● **Stated goal**:
Recast the part of the records that opens with the line containing "Ground rippled water" and runs through the last line of the records as a Markdown table with two columns, Row and Line. Number each line under Row, and leave out blank lines.

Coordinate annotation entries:
◇ ◇ ◇ ◇ ◇ ◇ ◇

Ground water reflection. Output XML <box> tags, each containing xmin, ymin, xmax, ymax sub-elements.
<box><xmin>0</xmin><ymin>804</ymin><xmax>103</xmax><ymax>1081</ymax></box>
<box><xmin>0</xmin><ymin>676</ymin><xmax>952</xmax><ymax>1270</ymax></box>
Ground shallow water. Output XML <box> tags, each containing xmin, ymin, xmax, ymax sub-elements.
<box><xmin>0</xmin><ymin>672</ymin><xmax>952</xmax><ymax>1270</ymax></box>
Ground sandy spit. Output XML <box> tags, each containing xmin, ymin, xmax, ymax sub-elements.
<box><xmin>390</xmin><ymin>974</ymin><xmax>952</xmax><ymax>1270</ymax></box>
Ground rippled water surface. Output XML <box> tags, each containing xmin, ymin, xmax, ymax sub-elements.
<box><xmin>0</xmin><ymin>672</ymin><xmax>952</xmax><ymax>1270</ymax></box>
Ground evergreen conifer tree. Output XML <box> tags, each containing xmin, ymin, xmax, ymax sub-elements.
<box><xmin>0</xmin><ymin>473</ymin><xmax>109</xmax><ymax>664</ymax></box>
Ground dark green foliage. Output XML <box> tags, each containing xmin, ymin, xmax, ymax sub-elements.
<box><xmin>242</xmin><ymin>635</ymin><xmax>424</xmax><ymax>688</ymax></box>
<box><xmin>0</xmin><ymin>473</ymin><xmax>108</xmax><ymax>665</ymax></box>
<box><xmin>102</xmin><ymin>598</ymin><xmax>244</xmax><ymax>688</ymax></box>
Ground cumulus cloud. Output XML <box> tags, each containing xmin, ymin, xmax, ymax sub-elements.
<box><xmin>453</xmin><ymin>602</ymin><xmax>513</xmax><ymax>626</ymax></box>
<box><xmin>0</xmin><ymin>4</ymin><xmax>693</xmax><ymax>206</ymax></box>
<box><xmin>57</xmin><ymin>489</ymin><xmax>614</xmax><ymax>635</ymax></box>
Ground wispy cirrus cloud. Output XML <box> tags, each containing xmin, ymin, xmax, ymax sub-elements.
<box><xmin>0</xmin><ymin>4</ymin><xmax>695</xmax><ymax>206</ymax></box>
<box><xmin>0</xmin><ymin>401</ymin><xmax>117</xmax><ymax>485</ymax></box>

◇ ◇ ◇ ◇ ◇ ◇ ◇

● **Response**:
| Row | Line |
|---|---|
| 1 | Ground rippled water surface. Output XML <box> tags, each containing xmin, ymin, xmax, ymax sub-elements. |
| 2 | <box><xmin>0</xmin><ymin>672</ymin><xmax>952</xmax><ymax>1270</ymax></box> |
| 3 | Ground evergreen conifer tree. Output XML <box> tags, each containing xmin, ymin, xmax, ymax sub-elements. |
| 4 | <box><xmin>0</xmin><ymin>473</ymin><xmax>109</xmax><ymax>664</ymax></box> |
| 5 | Ground dark green foliage. Output XML <box> tags, each containing xmin, ymin, xmax, ymax sub-elements. |
| 6 | <box><xmin>242</xmin><ymin>635</ymin><xmax>424</xmax><ymax>688</ymax></box> |
| 7 | <box><xmin>0</xmin><ymin>473</ymin><xmax>108</xmax><ymax>665</ymax></box> |
| 8 | <box><xmin>102</xmin><ymin>598</ymin><xmax>244</xmax><ymax>688</ymax></box> |
| 9 | Ground cumulus cloud. Output XML <box> tags, each containing xmin, ymin, xmax, ymax sub-elements. |
| 10 | <box><xmin>453</xmin><ymin>602</ymin><xmax>513</xmax><ymax>626</ymax></box> |
| 11 | <box><xmin>0</xmin><ymin>4</ymin><xmax>693</xmax><ymax>206</ymax></box> |
| 12 | <box><xmin>57</xmin><ymin>489</ymin><xmax>614</xmax><ymax>635</ymax></box> |
| 13 | Ground wispy cirrus cloud. Output XML <box> tags, each containing xmin, ymin, xmax, ymax sub-elements. |
| 14 | <box><xmin>0</xmin><ymin>4</ymin><xmax>695</xmax><ymax>206</ymax></box> |
| 15 | <box><xmin>0</xmin><ymin>401</ymin><xmax>117</xmax><ymax>485</ymax></box> |